(GIVEN PROBLEM 1) According to the passage on Montabaur, on what date was the Regierungsbezirk of Montabaur dissolved?
(GIVEN PROBLEM 2) Repeat verbatim the portion of the passage on Montabaur from "The Regierungsbezirk of Montabaur was" to "Rhein-Lahn-Kreis and Westerwaldkreis.".

(PASSAGE GIVEN)
=======

Montabaur was one of the five Regierungsbezirke of Rhineland-Palatinate, Germany into which the newly founded state was divided until 1968.  The others were:  Rheinhessen (established 1946, seat in Mainz), Pfalz (established 1945, seat in Neustadt an der Weinstraße), Koblenz and Trier (both established by Prussia in 1816.

History 
Regierungsbezirk Wiesbaden, formed in 1866 as part of the  Prussian province of Hesse-Nassau, had been divided by after the Second World War by the occupying powers as it lay astride a zone boundary. The majority of the Regierungsbezirk lay in the American Zone and became part of the state of Hesse in 1945. The Regierungsbezirk of Montabaur had to be created for the smaller northwestern part and became part of the state of Rhineland-Palatinate in 1946.

The Regierungsbezirk of Montabaur was dissolved on 1 October 1968 and incorporated into  Koblenz. The area of Regierungsbezirk Montabaur largely corresponds to the modern counties of  Rhein-Lahn-Kreis and Westerwaldkreis.

=======

(DATASET)
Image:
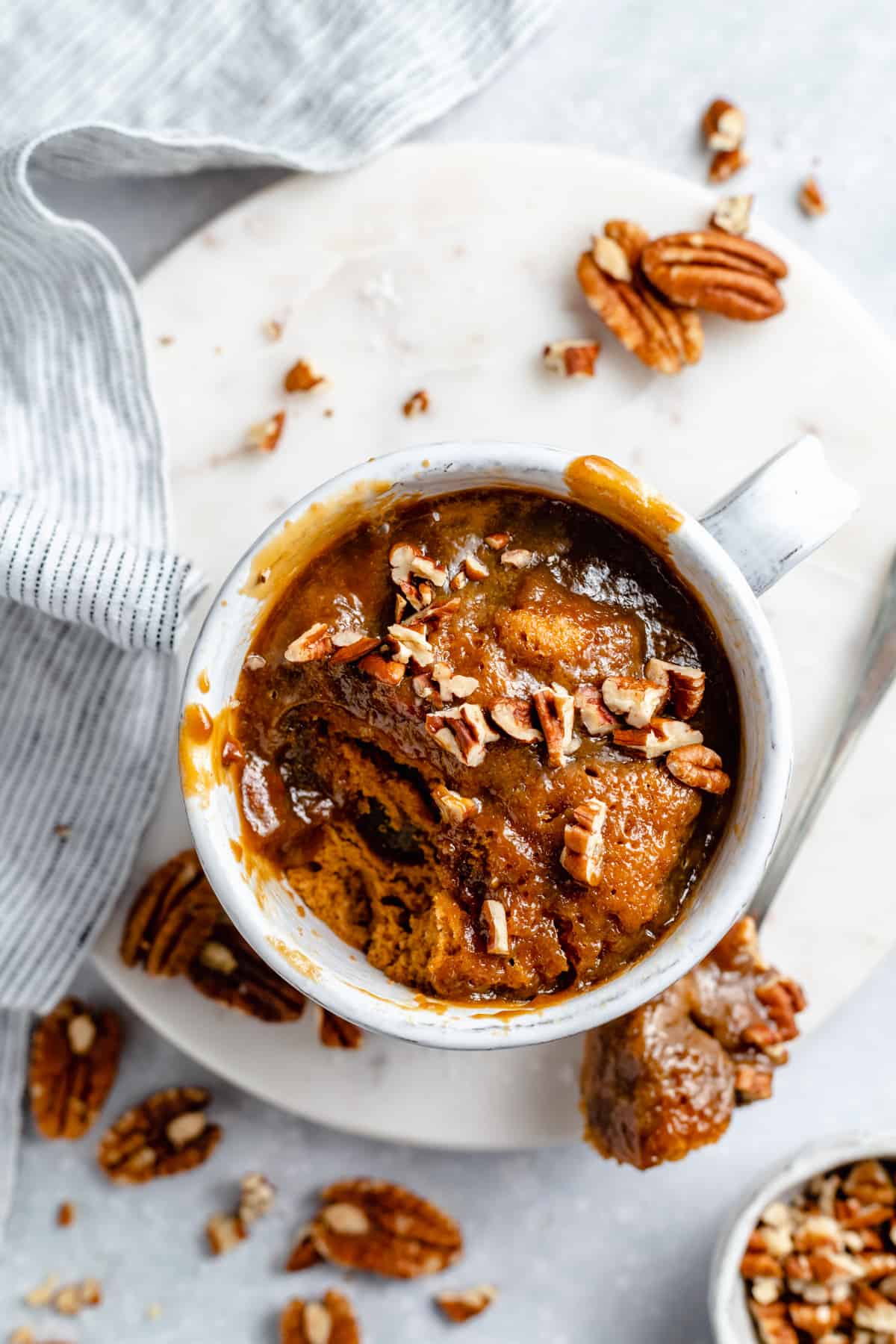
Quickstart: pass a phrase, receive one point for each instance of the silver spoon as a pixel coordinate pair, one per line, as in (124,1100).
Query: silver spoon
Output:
(875,678)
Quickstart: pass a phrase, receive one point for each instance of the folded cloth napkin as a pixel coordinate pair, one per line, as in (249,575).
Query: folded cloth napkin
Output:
(92,600)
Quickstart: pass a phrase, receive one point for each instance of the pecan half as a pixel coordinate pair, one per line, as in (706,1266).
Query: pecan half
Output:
(723,125)
(582,853)
(74,1061)
(385,1229)
(700,768)
(635,698)
(684,685)
(462,732)
(715,270)
(227,969)
(514,718)
(571,358)
(312,644)
(328,1322)
(166,1135)
(595,718)
(556,714)
(662,335)
(467,1303)
(659,737)
(337,1034)
(453,806)
(171,918)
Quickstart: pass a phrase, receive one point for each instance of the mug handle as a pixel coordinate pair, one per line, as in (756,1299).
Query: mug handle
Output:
(782,512)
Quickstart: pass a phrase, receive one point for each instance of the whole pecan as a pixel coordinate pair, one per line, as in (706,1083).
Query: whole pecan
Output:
(662,335)
(74,1061)
(166,1135)
(718,272)
(383,1229)
(172,915)
(230,972)
(329,1322)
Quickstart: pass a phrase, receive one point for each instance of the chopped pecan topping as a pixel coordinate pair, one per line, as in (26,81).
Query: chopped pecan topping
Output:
(571,358)
(337,1034)
(659,737)
(726,164)
(610,257)
(418,403)
(582,855)
(635,698)
(496,930)
(700,768)
(355,652)
(452,685)
(662,335)
(312,644)
(383,1229)
(255,1198)
(230,971)
(474,567)
(171,918)
(464,732)
(462,1305)
(223,1233)
(388,671)
(810,198)
(723,125)
(684,685)
(514,718)
(265,436)
(329,1322)
(410,644)
(74,1061)
(167,1135)
(453,806)
(517,559)
(301,378)
(594,714)
(718,272)
(556,712)
(732,215)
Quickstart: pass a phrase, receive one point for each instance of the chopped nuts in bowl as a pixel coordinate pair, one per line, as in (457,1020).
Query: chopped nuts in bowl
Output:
(810,1256)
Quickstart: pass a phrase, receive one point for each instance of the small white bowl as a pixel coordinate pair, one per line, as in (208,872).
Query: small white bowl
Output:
(729,1310)
(778,517)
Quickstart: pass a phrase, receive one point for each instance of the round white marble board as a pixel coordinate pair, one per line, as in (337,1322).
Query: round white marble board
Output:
(449,268)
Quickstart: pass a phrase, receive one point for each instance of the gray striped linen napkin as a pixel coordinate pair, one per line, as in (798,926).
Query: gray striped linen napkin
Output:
(92,598)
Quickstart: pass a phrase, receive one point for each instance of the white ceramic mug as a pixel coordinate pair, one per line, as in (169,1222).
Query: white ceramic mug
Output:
(741,547)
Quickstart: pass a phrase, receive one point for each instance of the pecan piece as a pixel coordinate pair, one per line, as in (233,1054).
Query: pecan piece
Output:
(312,644)
(662,335)
(571,358)
(467,1303)
(462,732)
(74,1061)
(337,1034)
(227,969)
(171,918)
(328,1322)
(166,1135)
(514,718)
(684,685)
(715,270)
(595,718)
(700,768)
(556,712)
(582,853)
(385,1229)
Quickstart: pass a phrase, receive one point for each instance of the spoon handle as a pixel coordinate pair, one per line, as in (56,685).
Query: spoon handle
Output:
(875,678)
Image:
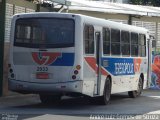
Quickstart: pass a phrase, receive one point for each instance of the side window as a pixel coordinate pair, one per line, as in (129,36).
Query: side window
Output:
(134,44)
(142,45)
(125,43)
(89,39)
(115,42)
(106,41)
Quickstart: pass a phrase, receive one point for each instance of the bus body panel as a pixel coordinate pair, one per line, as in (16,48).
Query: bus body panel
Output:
(62,76)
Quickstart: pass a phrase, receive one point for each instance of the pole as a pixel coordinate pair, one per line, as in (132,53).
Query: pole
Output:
(2,34)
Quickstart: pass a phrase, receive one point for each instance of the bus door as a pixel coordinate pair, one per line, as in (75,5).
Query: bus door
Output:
(98,61)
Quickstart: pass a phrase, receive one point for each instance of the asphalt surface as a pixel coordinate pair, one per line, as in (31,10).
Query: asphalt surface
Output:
(29,107)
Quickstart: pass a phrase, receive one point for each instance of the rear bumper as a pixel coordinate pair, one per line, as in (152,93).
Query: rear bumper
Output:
(53,88)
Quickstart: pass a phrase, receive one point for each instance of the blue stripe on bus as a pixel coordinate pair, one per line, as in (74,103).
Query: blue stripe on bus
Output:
(119,66)
(67,59)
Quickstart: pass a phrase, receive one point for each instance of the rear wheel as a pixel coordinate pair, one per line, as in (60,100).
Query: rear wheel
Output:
(136,93)
(50,99)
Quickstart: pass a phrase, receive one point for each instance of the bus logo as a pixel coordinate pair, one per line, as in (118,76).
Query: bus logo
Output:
(45,58)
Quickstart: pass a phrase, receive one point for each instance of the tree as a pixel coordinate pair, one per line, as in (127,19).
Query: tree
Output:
(146,2)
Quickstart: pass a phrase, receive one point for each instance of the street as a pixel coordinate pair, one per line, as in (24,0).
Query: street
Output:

=======

(CORRECT ANSWER 1) It was dissolved on 1 October 1968.

(CORRECT ANSWER 2)
The Regierungsbezirk of Montabaur was dissolved on 1 October 1968 and incorporated into  Koblenz. The area of Regierungsbezirk Montabaur largely corresponds to the modern counties of  Rhein-Lahn-Kreis and Westerwaldkreis.